Bounding box annotation entries:
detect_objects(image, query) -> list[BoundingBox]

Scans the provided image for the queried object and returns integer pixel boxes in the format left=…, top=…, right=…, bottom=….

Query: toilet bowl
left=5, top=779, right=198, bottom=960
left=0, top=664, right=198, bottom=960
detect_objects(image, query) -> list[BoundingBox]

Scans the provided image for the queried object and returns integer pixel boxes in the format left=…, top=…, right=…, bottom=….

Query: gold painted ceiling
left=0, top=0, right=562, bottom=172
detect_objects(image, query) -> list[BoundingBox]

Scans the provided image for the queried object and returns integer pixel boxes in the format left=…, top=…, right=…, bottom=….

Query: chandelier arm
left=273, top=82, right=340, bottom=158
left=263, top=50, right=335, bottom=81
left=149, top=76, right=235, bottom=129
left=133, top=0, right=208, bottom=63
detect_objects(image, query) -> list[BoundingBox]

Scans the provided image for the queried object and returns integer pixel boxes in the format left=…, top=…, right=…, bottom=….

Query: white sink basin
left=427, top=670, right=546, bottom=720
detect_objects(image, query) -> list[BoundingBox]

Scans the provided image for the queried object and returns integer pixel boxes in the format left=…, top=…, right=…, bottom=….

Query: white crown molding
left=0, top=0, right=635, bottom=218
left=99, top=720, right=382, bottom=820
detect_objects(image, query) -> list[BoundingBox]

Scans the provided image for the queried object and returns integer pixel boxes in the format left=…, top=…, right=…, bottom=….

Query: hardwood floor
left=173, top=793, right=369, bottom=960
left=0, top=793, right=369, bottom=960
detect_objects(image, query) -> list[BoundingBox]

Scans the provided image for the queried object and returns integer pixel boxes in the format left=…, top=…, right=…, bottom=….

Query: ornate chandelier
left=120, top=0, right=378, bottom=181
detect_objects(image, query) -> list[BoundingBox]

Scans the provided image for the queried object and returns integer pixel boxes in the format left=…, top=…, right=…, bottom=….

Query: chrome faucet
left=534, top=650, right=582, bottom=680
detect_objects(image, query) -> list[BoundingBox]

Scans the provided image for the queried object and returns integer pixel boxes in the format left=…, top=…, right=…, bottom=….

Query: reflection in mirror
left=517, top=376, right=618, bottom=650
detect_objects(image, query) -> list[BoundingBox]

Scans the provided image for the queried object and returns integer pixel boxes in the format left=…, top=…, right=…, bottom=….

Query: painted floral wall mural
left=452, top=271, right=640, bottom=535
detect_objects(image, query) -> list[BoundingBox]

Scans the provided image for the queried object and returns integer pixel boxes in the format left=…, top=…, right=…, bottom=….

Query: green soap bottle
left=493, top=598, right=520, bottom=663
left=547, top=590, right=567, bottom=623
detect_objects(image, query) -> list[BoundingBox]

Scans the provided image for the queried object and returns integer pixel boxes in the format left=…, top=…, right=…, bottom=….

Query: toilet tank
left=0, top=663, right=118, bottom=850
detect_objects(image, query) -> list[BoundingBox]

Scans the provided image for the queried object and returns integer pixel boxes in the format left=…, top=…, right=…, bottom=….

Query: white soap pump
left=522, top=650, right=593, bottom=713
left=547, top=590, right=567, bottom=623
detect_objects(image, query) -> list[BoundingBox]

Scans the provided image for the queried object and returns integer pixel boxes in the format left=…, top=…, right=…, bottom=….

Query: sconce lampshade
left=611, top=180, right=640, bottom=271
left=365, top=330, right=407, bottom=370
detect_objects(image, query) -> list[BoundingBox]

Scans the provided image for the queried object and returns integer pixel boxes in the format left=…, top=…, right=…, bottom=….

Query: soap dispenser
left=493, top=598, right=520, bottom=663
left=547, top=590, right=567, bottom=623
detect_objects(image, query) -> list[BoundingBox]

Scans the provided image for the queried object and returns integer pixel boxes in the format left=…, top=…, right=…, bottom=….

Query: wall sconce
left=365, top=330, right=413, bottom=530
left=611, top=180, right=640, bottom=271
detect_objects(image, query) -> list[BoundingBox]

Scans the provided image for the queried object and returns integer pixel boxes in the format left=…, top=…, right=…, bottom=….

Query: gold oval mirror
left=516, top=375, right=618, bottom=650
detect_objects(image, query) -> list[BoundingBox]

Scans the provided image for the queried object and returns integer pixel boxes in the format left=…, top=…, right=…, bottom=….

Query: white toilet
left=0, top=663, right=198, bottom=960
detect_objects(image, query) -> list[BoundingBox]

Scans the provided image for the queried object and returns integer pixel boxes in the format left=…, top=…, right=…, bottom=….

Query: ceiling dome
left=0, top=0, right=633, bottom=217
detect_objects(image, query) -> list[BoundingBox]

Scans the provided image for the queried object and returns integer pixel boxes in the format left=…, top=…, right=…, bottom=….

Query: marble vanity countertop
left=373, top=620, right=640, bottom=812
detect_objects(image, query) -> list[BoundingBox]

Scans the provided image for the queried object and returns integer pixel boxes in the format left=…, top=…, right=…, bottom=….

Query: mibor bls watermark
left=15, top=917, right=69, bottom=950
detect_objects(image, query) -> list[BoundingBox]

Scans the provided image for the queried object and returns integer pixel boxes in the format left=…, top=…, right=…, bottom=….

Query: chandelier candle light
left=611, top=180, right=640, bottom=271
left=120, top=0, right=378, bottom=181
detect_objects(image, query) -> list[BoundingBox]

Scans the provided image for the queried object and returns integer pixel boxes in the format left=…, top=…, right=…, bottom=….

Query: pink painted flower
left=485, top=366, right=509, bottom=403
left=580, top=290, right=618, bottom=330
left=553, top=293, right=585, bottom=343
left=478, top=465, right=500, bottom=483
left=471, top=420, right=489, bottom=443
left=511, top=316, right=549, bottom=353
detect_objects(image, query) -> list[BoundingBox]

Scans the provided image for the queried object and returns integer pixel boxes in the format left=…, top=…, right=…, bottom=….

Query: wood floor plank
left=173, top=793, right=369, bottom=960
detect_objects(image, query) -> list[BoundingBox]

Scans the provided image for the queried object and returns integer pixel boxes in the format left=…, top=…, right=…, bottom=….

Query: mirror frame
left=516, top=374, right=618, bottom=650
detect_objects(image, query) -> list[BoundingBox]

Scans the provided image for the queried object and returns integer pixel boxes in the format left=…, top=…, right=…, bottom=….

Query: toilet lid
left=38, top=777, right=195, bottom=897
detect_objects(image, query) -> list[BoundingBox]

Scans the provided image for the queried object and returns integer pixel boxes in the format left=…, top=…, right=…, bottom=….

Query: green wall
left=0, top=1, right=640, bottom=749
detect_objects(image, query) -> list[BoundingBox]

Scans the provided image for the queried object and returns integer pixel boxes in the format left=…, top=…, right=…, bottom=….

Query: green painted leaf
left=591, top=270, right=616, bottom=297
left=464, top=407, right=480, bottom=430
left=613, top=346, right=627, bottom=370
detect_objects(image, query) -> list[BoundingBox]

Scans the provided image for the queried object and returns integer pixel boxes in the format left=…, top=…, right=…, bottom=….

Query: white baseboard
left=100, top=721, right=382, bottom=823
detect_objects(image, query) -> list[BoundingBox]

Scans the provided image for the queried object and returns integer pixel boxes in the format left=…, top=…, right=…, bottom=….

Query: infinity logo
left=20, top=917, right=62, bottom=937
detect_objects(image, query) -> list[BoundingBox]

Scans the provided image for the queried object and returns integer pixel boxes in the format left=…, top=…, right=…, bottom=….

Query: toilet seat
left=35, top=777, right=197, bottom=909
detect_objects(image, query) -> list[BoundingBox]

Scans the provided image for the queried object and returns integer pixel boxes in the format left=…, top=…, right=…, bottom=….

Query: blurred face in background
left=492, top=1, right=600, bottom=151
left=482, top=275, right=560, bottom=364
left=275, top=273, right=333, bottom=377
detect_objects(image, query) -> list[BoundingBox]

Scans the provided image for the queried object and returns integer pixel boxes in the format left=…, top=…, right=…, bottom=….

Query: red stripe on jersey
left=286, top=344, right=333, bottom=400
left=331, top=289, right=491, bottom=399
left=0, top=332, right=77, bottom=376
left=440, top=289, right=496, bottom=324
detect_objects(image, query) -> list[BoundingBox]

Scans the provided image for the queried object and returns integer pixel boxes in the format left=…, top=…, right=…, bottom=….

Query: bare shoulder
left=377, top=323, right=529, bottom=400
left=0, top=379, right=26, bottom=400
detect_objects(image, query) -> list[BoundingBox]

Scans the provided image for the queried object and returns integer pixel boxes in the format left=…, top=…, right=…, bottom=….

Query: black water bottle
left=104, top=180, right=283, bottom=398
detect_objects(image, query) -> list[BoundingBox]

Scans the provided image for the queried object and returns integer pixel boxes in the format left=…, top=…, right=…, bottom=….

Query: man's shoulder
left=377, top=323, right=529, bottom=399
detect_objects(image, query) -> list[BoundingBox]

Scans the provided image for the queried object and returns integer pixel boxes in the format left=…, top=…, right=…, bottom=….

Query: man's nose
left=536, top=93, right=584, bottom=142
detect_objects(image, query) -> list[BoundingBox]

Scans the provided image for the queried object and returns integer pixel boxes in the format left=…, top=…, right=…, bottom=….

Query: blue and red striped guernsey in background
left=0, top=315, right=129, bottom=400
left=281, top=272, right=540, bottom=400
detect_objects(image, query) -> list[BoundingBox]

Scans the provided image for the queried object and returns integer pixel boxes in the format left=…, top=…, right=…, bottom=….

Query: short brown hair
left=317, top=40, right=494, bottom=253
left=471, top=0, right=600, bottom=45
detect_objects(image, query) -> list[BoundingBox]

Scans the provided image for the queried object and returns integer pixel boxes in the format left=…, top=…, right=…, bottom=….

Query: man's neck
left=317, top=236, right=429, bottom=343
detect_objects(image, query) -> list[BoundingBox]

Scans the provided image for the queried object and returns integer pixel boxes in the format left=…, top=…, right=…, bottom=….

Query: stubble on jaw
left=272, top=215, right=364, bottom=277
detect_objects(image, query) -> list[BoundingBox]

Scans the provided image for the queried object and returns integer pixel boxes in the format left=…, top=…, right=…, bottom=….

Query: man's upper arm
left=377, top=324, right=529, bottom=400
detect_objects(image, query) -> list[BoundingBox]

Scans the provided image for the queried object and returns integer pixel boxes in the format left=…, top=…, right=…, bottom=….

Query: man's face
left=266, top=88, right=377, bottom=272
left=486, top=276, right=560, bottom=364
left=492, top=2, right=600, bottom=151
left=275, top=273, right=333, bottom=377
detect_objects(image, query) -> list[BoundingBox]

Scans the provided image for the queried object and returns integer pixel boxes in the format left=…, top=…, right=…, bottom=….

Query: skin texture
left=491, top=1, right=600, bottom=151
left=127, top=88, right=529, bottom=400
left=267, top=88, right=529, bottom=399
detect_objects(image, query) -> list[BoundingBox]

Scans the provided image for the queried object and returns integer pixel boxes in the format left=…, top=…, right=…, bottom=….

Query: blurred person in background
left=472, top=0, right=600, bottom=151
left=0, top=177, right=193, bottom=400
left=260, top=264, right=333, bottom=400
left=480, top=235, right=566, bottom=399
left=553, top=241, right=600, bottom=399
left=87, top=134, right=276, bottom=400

# YOUR GOAL:
Rewrite the lines from the first one through the line containing "left=99, top=720, right=382, bottom=820", inclusive, adding 142 to every box coordinate.

# WRITTEN ANSWER:
detect_objects(image, query) -> list[BoundingBox]

Scans the provided image for the queried object and returns integer pixel boxes in the format left=…, top=…, right=…, bottom=….

Query: toilet bowl
left=147, top=921, right=340, bottom=1102
left=142, top=806, right=340, bottom=1102
detect_objects(image, query) -> list[BoundingBox]

Scans the provided image for the queried object and returns integer pixel boxes in the format left=…, top=…, right=…, bottom=….

Query: gold painted ceiling
left=142, top=142, right=704, bottom=314
detect_objects(image, query) -> list[BoundingBox]

Scans the provided image for the queried object and returns integer pixel boxes in the format left=…, top=…, right=…, bottom=….

Query: chandelier arm
left=415, top=224, right=482, bottom=300
left=405, top=192, right=477, bottom=223
left=291, top=218, right=377, bottom=271
left=275, top=142, right=350, bottom=205
detect_objects(image, query) -> list[BoundingBox]

Scans the provided image for the queried object and returns integer pixel boxes in the format left=…, top=…, right=…, bottom=….

Query: white sink basin
left=569, top=812, right=688, bottom=862
detect_objects(image, query) -> list[BoundingBox]

Scans the provided image for the queried object and returns integer pixel boxes in the format left=…, top=…, right=…, bottom=….

Query: white crown molding
left=142, top=142, right=777, bottom=360
left=241, top=862, right=524, bottom=962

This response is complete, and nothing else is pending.